Job → Report each line in the items below that contains the word "calculator", copying every such line in full. Only matches with the same capitalization count.

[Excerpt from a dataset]
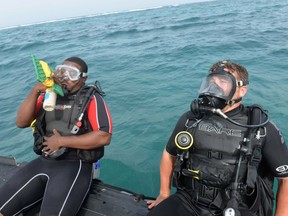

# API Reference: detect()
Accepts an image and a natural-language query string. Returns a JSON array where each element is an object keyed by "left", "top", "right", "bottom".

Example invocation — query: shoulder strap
[
  {"left": 246, "top": 104, "right": 266, "bottom": 188},
  {"left": 71, "top": 81, "right": 105, "bottom": 134}
]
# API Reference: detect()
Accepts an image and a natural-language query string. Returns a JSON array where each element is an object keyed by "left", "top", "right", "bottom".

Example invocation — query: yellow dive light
[{"left": 175, "top": 131, "right": 193, "bottom": 150}]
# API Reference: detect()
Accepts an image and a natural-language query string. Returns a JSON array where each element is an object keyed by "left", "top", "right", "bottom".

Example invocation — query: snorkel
[{"left": 31, "top": 55, "right": 64, "bottom": 111}]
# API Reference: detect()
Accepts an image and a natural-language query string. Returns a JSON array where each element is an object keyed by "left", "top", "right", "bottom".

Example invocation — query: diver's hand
[
  {"left": 147, "top": 194, "right": 169, "bottom": 209},
  {"left": 33, "top": 82, "right": 47, "bottom": 93},
  {"left": 42, "top": 129, "right": 62, "bottom": 156}
]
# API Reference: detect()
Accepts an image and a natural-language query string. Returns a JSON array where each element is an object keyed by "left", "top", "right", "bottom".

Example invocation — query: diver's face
[
  {"left": 54, "top": 61, "right": 87, "bottom": 93},
  {"left": 210, "top": 74, "right": 232, "bottom": 96}
]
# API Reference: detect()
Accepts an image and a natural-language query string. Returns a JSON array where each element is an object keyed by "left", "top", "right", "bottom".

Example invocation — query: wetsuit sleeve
[
  {"left": 166, "top": 113, "right": 187, "bottom": 156},
  {"left": 34, "top": 93, "right": 45, "bottom": 118},
  {"left": 87, "top": 93, "right": 112, "bottom": 134},
  {"left": 263, "top": 122, "right": 288, "bottom": 178}
]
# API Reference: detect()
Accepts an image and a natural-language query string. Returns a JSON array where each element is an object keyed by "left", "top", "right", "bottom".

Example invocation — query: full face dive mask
[{"left": 191, "top": 67, "right": 241, "bottom": 115}]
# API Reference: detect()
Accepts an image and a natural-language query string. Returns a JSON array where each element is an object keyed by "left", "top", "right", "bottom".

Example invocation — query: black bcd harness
[
  {"left": 173, "top": 105, "right": 274, "bottom": 216},
  {"left": 31, "top": 81, "right": 105, "bottom": 163}
]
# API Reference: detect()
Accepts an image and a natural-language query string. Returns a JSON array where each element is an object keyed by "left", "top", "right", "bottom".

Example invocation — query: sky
[{"left": 0, "top": 0, "right": 205, "bottom": 29}]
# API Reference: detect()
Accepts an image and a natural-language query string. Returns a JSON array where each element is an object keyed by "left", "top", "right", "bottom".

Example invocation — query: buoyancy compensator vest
[
  {"left": 173, "top": 105, "right": 273, "bottom": 216},
  {"left": 31, "top": 81, "right": 105, "bottom": 163}
]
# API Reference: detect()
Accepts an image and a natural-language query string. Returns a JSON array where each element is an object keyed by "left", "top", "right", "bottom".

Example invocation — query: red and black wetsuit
[{"left": 0, "top": 88, "right": 112, "bottom": 216}]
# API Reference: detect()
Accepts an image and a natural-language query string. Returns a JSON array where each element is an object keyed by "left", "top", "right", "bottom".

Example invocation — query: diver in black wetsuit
[
  {"left": 148, "top": 61, "right": 288, "bottom": 216},
  {"left": 0, "top": 57, "right": 112, "bottom": 216}
]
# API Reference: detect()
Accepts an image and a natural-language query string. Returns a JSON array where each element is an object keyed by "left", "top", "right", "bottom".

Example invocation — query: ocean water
[{"left": 0, "top": 0, "right": 288, "bottom": 201}]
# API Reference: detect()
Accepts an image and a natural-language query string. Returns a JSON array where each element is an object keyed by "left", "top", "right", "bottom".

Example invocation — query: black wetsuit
[
  {"left": 148, "top": 106, "right": 288, "bottom": 216},
  {"left": 0, "top": 88, "right": 112, "bottom": 216}
]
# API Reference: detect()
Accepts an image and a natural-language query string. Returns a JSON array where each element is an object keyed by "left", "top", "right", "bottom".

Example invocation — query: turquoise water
[{"left": 0, "top": 0, "right": 288, "bottom": 199}]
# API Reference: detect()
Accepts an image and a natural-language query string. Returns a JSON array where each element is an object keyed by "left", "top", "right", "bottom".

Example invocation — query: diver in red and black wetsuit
[{"left": 0, "top": 57, "right": 112, "bottom": 216}]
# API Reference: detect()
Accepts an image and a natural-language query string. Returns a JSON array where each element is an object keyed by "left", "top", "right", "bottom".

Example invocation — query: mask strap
[{"left": 227, "top": 97, "right": 242, "bottom": 106}]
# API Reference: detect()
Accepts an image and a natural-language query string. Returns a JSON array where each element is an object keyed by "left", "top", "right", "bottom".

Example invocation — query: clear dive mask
[
  {"left": 199, "top": 68, "right": 236, "bottom": 101},
  {"left": 54, "top": 65, "right": 87, "bottom": 81}
]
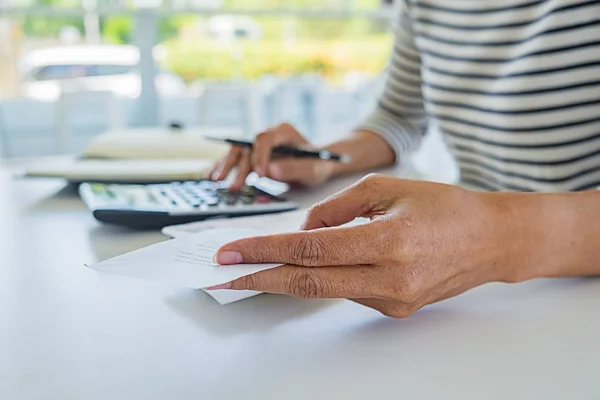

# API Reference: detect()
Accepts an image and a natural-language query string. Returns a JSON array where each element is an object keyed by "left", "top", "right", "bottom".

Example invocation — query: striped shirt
[{"left": 358, "top": 0, "right": 600, "bottom": 192}]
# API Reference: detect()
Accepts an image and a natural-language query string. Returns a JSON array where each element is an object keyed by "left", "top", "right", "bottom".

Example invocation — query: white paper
[
  {"left": 89, "top": 229, "right": 281, "bottom": 304},
  {"left": 162, "top": 209, "right": 308, "bottom": 238},
  {"left": 162, "top": 209, "right": 369, "bottom": 238}
]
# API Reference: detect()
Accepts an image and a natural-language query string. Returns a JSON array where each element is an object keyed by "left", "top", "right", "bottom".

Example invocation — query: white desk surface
[{"left": 0, "top": 160, "right": 600, "bottom": 400}]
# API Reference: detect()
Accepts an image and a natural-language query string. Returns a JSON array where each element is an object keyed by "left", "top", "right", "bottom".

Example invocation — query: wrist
[
  {"left": 478, "top": 192, "right": 550, "bottom": 283},
  {"left": 490, "top": 193, "right": 600, "bottom": 282}
]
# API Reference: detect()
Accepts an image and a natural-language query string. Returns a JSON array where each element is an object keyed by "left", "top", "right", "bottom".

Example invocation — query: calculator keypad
[{"left": 151, "top": 181, "right": 285, "bottom": 209}]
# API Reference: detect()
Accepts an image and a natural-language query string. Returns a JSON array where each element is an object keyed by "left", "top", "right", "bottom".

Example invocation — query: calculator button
[
  {"left": 240, "top": 196, "right": 254, "bottom": 204},
  {"left": 256, "top": 195, "right": 271, "bottom": 204},
  {"left": 225, "top": 195, "right": 237, "bottom": 206},
  {"left": 204, "top": 197, "right": 219, "bottom": 207}
]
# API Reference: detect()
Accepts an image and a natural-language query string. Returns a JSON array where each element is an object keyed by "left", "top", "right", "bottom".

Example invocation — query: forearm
[
  {"left": 325, "top": 131, "right": 396, "bottom": 177},
  {"left": 497, "top": 191, "right": 600, "bottom": 281}
]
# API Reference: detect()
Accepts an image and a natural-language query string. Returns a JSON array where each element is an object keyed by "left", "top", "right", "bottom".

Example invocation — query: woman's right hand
[{"left": 209, "top": 123, "right": 332, "bottom": 190}]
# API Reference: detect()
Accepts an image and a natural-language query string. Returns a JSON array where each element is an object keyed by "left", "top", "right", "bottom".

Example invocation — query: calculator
[{"left": 79, "top": 181, "right": 298, "bottom": 229}]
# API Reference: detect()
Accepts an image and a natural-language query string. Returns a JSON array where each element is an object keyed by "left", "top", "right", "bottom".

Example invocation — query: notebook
[{"left": 24, "top": 128, "right": 240, "bottom": 183}]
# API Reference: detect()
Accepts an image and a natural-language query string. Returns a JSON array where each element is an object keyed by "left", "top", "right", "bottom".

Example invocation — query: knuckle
[
  {"left": 292, "top": 234, "right": 325, "bottom": 267},
  {"left": 359, "top": 174, "right": 384, "bottom": 188},
  {"left": 254, "top": 132, "right": 272, "bottom": 144},
  {"left": 288, "top": 271, "right": 325, "bottom": 299},
  {"left": 379, "top": 306, "right": 416, "bottom": 319},
  {"left": 399, "top": 267, "right": 423, "bottom": 304},
  {"left": 306, "top": 203, "right": 323, "bottom": 219},
  {"left": 239, "top": 275, "right": 258, "bottom": 290}
]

Result →
Example invocation — query: calculator keypad
Example invocation — query: calculator button
Example invocation — query: calculator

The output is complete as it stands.